Work task: For each record, copy the text exactly and omit any picture it holds.

-------- Available records

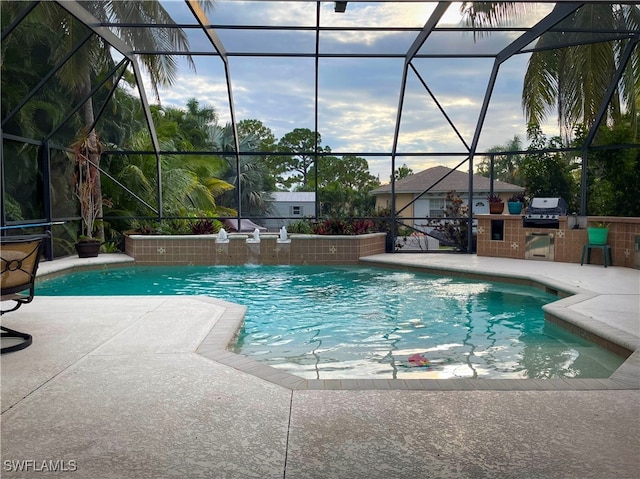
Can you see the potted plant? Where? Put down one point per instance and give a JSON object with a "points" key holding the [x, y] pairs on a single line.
{"points": [[84, 180], [515, 203], [496, 205], [598, 232]]}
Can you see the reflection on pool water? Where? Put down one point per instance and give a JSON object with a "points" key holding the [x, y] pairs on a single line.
{"points": [[361, 322]]}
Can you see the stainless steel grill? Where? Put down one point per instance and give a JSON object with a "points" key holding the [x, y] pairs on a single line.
{"points": [[544, 213]]}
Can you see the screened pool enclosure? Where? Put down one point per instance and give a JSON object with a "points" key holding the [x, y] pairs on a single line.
{"points": [[404, 83]]}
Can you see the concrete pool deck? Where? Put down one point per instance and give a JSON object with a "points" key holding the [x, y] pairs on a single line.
{"points": [[131, 387]]}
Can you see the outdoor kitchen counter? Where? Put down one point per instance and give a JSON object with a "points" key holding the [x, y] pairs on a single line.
{"points": [[504, 236]]}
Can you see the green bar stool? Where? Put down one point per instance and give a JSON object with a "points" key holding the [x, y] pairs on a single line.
{"points": [[607, 256]]}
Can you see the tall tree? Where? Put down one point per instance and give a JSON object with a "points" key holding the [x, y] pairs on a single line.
{"points": [[505, 167], [344, 185], [297, 168], [253, 177], [401, 172]]}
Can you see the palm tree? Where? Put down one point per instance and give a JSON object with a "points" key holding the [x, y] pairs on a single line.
{"points": [[95, 57], [572, 80]]}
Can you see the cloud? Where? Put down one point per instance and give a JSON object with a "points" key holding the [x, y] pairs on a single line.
{"points": [[357, 97]]}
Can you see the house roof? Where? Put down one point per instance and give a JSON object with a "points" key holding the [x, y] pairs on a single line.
{"points": [[457, 180]]}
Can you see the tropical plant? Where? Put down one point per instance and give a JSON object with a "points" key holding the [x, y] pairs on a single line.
{"points": [[454, 226], [79, 71], [85, 190], [548, 173], [573, 80]]}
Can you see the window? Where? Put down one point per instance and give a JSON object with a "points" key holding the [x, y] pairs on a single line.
{"points": [[436, 208]]}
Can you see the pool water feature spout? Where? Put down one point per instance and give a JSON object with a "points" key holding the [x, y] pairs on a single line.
{"points": [[283, 236]]}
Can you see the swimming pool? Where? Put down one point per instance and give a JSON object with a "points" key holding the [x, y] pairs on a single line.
{"points": [[368, 322]]}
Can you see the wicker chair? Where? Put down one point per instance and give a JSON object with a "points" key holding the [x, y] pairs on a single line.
{"points": [[19, 260]]}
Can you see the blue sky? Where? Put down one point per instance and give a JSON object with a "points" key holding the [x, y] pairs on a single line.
{"points": [[358, 97]]}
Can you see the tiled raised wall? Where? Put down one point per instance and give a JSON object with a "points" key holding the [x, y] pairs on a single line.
{"points": [[203, 249], [568, 243]]}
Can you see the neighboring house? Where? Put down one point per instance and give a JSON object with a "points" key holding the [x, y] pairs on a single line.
{"points": [[290, 204], [432, 203]]}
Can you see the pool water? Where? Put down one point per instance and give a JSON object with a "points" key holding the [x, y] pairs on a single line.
{"points": [[364, 322]]}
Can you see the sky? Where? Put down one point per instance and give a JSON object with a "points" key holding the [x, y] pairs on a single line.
{"points": [[357, 97]]}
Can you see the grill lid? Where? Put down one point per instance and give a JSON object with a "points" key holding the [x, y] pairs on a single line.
{"points": [[545, 203], [556, 206]]}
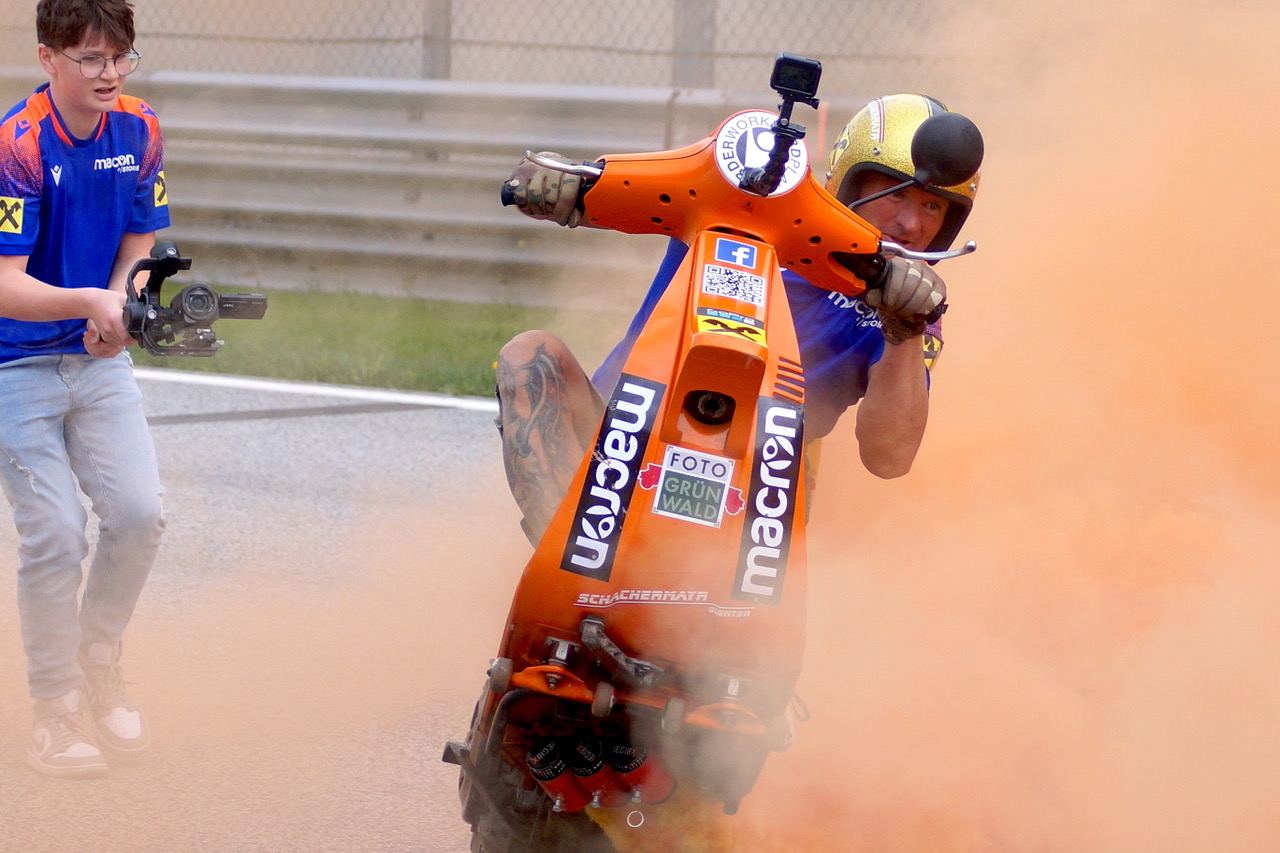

----------------

Answer below:
Can you see the potted plant? Where? Put down one point per instance and give a JSON object with a "points" key holding the [x, y] pairs on a single line.
{"points": [[84, 180], [515, 203], [496, 205], [598, 232]]}
Can you see the reflection on pool water? Where? Put down one point per instance and give a JSON object with a "points" key holding the [x, y] pairs on a single line.
{"points": [[361, 322]]}
Can you see the stainless steel grill? Where? Put down one point per instance and give a JSON object with a "points" key holding the [x, y] pairs on a single line.
{"points": [[544, 213]]}
Can you see the screened pool enclosure? Where? Put down one point per instance and give a JSON object with a "points" key holding the [x, y] pairs on a single line.
{"points": [[404, 83]]}
Can you see the concrete pool deck? Where? Put down one point per instance and give a JSON object with a "points" key holding the [x, y] pairs on a single line.
{"points": [[131, 387]]}
Can you see the outdoor kitchen counter? Where? Put down one point per instance and give a JSON object with a "points" key holding the [x, y] pairs on a single line.
{"points": [[504, 236]]}
Can you see the green bar stool? Where? Put down one point per instance and give a JSON object with a "points" key holding the [x, y] pairs on a single line.
{"points": [[607, 256]]}
Can you see the tall tree? Where? Put down one point per instance and give a JSON object with a "points" key holding the [x, y] pairs on a single line.
{"points": [[505, 167], [344, 185], [297, 168], [253, 177], [401, 172]]}
Can you see the palm tree? Where? Put down one point per instance and give a JSON object with a "points" key holding the [x, y] pairs on a single line.
{"points": [[95, 57], [572, 80]]}
Can you see the cloud? Where? Put down one point per instance and give a JSON object with a "points" key holding the [x, y] pairs on a single line.
{"points": [[357, 97]]}
Can you see the house roof? Where? Put down one point per instance and give a JSON object with a "points" key holding the [x, y] pairs on a single line.
{"points": [[457, 180]]}
Can you see the tropical plant? Where? Put down one point per instance and give a JSON object with a "points" key holding the [x, y] pairs on a single line.
{"points": [[454, 226], [79, 71], [85, 190], [548, 173], [573, 80]]}
Can you see the window? Where? Put down one point per instance and give a JSON object with a "points" key holding the [x, y] pairs on a single line.
{"points": [[436, 208]]}
Can you see the pool water feature spout? Where? Put down one point per instance and give a JSON object with a "points" key holding the [x, y] pairs on a single line.
{"points": [[283, 236]]}
Can you see the swimming pool? Where? Put down one point per instance and give a JSON object with a "points" key holding the [x, y] pairs on a single line.
{"points": [[368, 322]]}
Can you see the wicker chair? Where? Put down one point per instance and give a JSON object with a "points" key holding the [x, y] pairs on a single line.
{"points": [[19, 260]]}
Can you see the blue sky? Where? Put down one point per instance and give a JSON object with a "points" key holding the [x, y] pairs on a single line.
{"points": [[358, 97]]}
Can you see the tiled raised wall? Where? Put down one point per instance and give a JSON object with a "points" key holding the [x, y] pairs on a single line.
{"points": [[203, 249], [568, 243]]}
Can you see the neighboring house? Where? Put down one point per instance and give a JSON object with a "points" key holding the [x, y] pairs on a single line.
{"points": [[290, 204], [432, 203]]}
Can you see the pool water? Where? Put down one point per instance and give a JSON object with a "points" key holding the [x, y] pairs on a single line.
{"points": [[364, 322]]}
Can you see the sky? Where? Put down one point per instance and give a JSON object with a "points" key holding the [x, y] pairs on a single line.
{"points": [[357, 97]]}
Can you see the grill lid? Where? Put down one point per instance and give a JSON object with a "points" key holding the [x, y] pairs on a single line.
{"points": [[545, 203], [556, 206]]}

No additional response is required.